* **Problem details**
Count the lines in the records below that contain the word "blouse" with the same capitalization, and reply with only that number.

— start —

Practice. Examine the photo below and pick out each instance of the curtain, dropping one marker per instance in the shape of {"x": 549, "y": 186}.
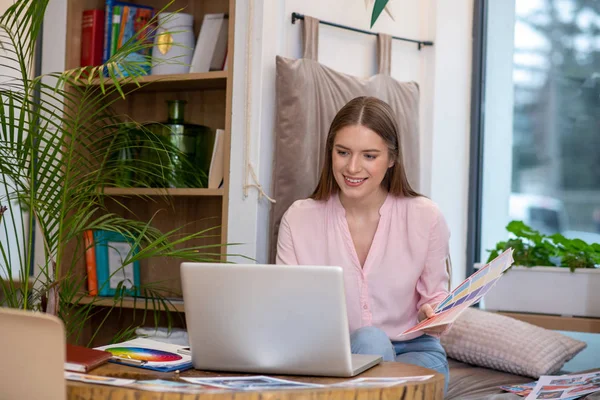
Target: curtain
{"x": 308, "y": 96}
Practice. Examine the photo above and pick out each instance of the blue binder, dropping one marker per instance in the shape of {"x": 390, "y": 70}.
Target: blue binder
{"x": 105, "y": 242}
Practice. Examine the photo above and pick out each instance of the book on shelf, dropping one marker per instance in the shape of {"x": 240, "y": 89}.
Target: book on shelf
{"x": 83, "y": 359}
{"x": 211, "y": 47}
{"x": 92, "y": 37}
{"x": 124, "y": 21}
{"x": 112, "y": 249}
{"x": 215, "y": 171}
{"x": 90, "y": 262}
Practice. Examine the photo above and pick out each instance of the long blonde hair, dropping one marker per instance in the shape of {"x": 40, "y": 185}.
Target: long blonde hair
{"x": 378, "y": 116}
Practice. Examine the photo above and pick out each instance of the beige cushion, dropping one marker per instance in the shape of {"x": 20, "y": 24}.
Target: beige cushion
{"x": 495, "y": 341}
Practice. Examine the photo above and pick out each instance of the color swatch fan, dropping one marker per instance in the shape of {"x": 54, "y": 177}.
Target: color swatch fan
{"x": 149, "y": 354}
{"x": 469, "y": 292}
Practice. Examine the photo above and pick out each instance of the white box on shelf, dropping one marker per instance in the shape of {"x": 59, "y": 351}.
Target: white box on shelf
{"x": 547, "y": 290}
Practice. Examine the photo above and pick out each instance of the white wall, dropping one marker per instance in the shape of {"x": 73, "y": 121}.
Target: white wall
{"x": 442, "y": 71}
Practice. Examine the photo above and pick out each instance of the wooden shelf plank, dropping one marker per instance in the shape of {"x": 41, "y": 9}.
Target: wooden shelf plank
{"x": 194, "y": 81}
{"x": 127, "y": 302}
{"x": 114, "y": 191}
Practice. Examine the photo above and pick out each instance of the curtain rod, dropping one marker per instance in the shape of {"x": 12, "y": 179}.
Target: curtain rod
{"x": 420, "y": 43}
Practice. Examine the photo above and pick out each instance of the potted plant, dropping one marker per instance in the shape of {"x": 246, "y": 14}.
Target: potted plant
{"x": 551, "y": 275}
{"x": 54, "y": 161}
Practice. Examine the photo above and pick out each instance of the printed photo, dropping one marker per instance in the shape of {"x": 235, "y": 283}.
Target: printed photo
{"x": 550, "y": 395}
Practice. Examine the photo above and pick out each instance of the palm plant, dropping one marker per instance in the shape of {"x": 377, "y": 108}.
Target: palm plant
{"x": 54, "y": 157}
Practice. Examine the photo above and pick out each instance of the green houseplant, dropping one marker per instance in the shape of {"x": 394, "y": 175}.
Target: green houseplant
{"x": 54, "y": 162}
{"x": 531, "y": 248}
{"x": 550, "y": 275}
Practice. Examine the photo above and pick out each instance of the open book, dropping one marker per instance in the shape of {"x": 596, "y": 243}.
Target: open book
{"x": 469, "y": 292}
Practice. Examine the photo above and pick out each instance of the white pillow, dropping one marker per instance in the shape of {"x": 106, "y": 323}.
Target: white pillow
{"x": 499, "y": 342}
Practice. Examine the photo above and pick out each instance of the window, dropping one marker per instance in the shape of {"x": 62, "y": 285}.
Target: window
{"x": 537, "y": 119}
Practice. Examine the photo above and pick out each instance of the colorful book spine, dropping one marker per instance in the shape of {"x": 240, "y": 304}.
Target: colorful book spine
{"x": 92, "y": 33}
{"x": 112, "y": 249}
{"x": 107, "y": 29}
{"x": 90, "y": 262}
{"x": 116, "y": 27}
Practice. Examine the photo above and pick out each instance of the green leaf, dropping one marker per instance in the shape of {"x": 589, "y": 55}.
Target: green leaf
{"x": 377, "y": 10}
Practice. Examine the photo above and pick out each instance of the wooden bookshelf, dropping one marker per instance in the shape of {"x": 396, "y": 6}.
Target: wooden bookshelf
{"x": 113, "y": 191}
{"x": 128, "y": 302}
{"x": 153, "y": 83}
{"x": 209, "y": 102}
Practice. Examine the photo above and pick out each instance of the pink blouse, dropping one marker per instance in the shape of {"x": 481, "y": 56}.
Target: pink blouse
{"x": 404, "y": 269}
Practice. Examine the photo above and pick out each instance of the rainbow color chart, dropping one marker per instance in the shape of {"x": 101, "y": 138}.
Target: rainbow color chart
{"x": 149, "y": 354}
{"x": 144, "y": 354}
{"x": 469, "y": 292}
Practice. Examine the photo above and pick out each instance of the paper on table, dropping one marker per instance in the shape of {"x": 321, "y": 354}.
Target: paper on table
{"x": 565, "y": 386}
{"x": 469, "y": 292}
{"x": 259, "y": 382}
{"x": 96, "y": 379}
{"x": 161, "y": 385}
{"x": 382, "y": 381}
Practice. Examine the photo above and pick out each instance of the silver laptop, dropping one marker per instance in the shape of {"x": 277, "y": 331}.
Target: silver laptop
{"x": 33, "y": 356}
{"x": 274, "y": 319}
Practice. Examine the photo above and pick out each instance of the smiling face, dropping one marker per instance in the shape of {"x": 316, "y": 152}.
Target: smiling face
{"x": 360, "y": 158}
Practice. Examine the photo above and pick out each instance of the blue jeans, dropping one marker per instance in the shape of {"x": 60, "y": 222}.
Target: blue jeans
{"x": 425, "y": 351}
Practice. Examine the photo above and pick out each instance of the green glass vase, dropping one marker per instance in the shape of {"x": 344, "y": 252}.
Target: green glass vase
{"x": 176, "y": 153}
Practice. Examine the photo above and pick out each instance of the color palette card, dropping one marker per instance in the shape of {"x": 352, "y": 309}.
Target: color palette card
{"x": 469, "y": 292}
{"x": 149, "y": 354}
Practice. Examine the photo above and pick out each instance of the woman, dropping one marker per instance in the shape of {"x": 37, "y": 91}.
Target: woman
{"x": 391, "y": 241}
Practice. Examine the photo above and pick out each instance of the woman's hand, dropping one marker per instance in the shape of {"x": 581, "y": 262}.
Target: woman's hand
{"x": 425, "y": 312}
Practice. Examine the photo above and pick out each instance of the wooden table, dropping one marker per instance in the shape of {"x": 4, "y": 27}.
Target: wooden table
{"x": 432, "y": 389}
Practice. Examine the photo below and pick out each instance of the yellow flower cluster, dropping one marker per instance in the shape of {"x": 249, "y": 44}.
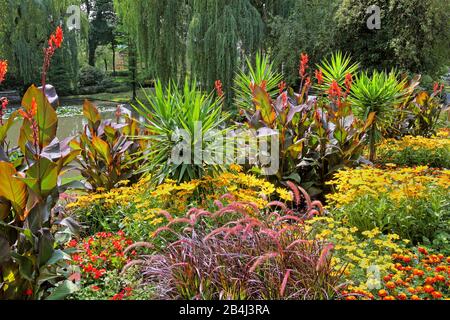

— end —

* **Exercise solution**
2